Task list -
A – Transcribe the passage of the article on Shelby Miller, starting with "Apr 12, 2013;" and going on through "lead starters role.".
B – Answer these questions using the article on Shelby Miller:
(i) In what month and year did the writer travel to Northwest Arkansas for a golf trip?
(ii) Which team were the Cardinals facing in the game described in the April 12, 2013 image caption, and what was the final score?
(iii) How many strikeouts did Miller record in the game the writer attended?
C – Extend the article on Shelby Miller by continuing it from the point where it stops.

Source extract -
[start]

Shelby Miller has the Talent and Support to Succeed Long Term
By Ryan Kraemer
In July of 2011 I took a golf trip down to Northwest Arkansas, and made sure to time it so one of the post-golf evening activities would allow me the opportunity to see Shelby Miller pitch in person. At the time, he was being widely regarded by nearly all baseball publications as one of the top prospects in the entire game, and I had to see this phenom for myself.
Apr 12, 2013; St. Louis, MO, USA; St. Louis Cardinals starting pitcher Shelby Miller (40) throws to a Milwaukee Brewers batter during the third inning at Busch Stadium. St. Louis defeated Milwaukee 2-0. Image Credit: Jeff Curry-USA TODAY Sports
Miller battled through 5 innings of deep counts that evening, recording 5 strikeouts and walking only 1 batter, while leading the S-Cards to an 8-2 victory over the Wil Myers led Naturals squad. In the process, Miller showed exactly why he was deserving of his widely regarded top prospect status. I remember him consistently sitting between 92-94 mph and topping out at 98 on the stadium gun in his last couple of innings of work. Indeed, it seemed the Cardinals had found themselves a potential future ace, or at bare minimum a solid second fiddle to Adam Wainwright until his time to step up and assume the lead starters role.

[end]

Dataset -

[start]

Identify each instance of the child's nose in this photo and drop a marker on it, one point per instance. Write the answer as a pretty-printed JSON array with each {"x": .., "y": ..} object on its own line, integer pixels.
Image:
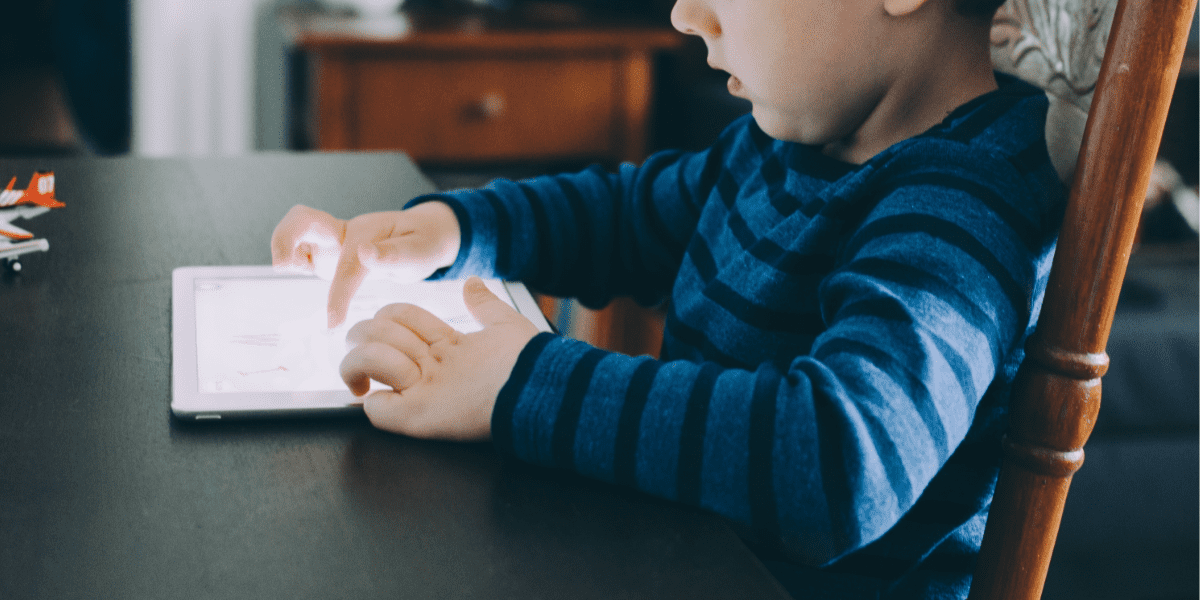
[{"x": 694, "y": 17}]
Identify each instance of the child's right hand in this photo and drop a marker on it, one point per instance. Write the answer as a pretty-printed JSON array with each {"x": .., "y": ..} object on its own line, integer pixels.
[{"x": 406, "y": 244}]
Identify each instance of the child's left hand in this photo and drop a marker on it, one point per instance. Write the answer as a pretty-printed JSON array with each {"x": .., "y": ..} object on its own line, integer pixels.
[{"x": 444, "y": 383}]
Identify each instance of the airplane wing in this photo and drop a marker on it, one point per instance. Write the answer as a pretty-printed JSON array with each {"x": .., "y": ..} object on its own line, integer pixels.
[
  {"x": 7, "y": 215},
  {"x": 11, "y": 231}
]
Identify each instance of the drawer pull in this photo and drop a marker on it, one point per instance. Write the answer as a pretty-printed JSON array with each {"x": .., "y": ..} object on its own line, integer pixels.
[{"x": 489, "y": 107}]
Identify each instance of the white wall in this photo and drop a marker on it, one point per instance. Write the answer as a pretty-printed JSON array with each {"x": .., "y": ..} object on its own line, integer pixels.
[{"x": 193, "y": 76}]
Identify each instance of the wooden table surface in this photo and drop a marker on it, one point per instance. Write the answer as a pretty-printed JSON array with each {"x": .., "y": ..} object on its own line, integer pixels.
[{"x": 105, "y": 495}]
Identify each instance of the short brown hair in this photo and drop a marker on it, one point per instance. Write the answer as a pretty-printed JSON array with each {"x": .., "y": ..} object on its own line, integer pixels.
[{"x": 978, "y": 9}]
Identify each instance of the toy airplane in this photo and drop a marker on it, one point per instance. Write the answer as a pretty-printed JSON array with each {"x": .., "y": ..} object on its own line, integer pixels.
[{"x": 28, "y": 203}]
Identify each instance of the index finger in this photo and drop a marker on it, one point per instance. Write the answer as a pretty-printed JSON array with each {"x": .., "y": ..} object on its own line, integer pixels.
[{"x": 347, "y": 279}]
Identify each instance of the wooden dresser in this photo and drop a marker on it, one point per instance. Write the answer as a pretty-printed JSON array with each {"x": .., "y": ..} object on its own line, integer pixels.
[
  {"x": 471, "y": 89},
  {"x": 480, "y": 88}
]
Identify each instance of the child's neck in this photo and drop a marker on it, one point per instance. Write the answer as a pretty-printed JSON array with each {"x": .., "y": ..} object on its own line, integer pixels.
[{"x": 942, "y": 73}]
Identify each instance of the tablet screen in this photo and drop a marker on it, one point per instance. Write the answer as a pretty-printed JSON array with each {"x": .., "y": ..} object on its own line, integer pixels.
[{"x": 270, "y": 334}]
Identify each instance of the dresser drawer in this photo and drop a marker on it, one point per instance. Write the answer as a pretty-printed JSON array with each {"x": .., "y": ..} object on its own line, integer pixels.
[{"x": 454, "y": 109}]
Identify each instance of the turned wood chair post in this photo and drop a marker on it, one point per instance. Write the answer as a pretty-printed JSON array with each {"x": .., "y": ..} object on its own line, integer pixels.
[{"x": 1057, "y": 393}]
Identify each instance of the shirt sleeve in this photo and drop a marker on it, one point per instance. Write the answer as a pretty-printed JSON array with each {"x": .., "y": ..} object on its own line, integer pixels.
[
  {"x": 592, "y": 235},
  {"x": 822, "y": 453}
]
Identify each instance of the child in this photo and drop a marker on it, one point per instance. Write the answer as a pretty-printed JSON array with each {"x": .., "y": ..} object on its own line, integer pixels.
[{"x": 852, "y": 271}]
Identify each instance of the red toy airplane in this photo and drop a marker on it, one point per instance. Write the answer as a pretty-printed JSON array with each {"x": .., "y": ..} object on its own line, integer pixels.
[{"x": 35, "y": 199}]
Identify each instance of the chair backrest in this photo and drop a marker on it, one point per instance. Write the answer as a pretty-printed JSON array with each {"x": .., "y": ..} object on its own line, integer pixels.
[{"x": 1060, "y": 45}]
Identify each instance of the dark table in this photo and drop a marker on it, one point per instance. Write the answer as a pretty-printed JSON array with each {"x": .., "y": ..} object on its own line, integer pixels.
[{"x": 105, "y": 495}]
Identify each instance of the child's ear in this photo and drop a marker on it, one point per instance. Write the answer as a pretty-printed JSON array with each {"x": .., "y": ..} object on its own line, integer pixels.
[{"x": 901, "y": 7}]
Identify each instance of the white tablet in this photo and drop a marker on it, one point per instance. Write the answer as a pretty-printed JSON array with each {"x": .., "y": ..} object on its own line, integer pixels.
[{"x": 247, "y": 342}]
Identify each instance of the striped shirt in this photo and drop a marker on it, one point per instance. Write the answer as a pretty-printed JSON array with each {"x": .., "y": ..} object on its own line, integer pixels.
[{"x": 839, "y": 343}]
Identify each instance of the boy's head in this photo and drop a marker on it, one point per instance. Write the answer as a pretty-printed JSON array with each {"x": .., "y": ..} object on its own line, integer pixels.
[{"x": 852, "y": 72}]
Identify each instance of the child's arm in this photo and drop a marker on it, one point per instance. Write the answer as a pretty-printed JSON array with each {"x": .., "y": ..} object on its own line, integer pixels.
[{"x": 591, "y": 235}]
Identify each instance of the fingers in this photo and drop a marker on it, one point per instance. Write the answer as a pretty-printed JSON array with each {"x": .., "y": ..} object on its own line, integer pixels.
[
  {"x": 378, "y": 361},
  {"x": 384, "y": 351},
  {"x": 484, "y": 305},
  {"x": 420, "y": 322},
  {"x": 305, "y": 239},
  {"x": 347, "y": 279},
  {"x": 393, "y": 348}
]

[end]

Expected answers -
A –
Apr 12, 2013; St. Louis, MO, USA; St. Louis Cardinals starting pitcher Shelby Miller (40) throws to a Milwaukee Brewers batter during the third inning at Busch Stadium. St. Louis defeated Milwaukee 2-0. Image Credit: Jeff Curry-USA TODAY Sports
Miller battled through 5 innings of deep counts that evening, recording 5 strikeouts and walking only 1 batter, while leading the S-Cards to an 8-2 victory over the Wil Myers led Naturals squad. In the process, Miller showed exactly why he was deserving of his widely regarded top prospect status. I remember him consistently sitting between 92-94 mph and topping out at 98 on the stadium gun in his last couple of innings of work. Indeed, it seemed the Cardinals had found themselves a potential future ace, or at bare minimum a solid second fiddle to Adam Wainwright until his time to step up and assume the lead starters role.

B –
(i) July 2011
(ii) The Milwaukee Brewers; St. Louis won 2-0.
(iii) 5

C –
Fast forward to 2013, and one of the only big question marks in spring training was which Cardinals pitcher would step up and fill the vacant 5th starter role that opened up as a result of Kyle Lohse moving on via free agency. The battle went back and forth for the duration of the spring between Shelby Miller and Joe Kelly. Ultimately, the club decided Miller had nothing left to prove at the minor league level and boy were they right.
Miller has come out of the gates with authority this season, posting a 3-1 record, 2.16 ERA, 26 strikeouts against 7 walks, and only 6 earned runs in 25 innings pitched. Had the Cardinals bats not fallen silent in Pittsburgh against A.J. Burnett, it’s very possible Miller could be sitting at 4-0 because he pitched very well in defeat that evening while lasting 6 innings and only surrendering 2 earned runs. Some nights, however, the other guy is just a little bit better, and Burnett proved it to Miller costing him his only loss in the process.
Besides Miller’s natural talent, the biggest key to his early season success has without a doubt been signal caller Yadier Molina. Miller admitted as much in a post game interview with FSNMidwest following a sterling performance against the Brewers in his second start of the season when he said he pitched the entire game without shaking off Yadi’s calls throughout the game one time. It appears Miller has learned early to trust his greatest asset, and now the only thing left to do is execute.
With his talent, paired with Molina’s experience, Miller has the chance to do very special things in St. Louis for many years to come. Here’s hoping nothing short of an injury derails this Texas freight train from barreling down the tracks and through the rest of major league baseball one start at a time.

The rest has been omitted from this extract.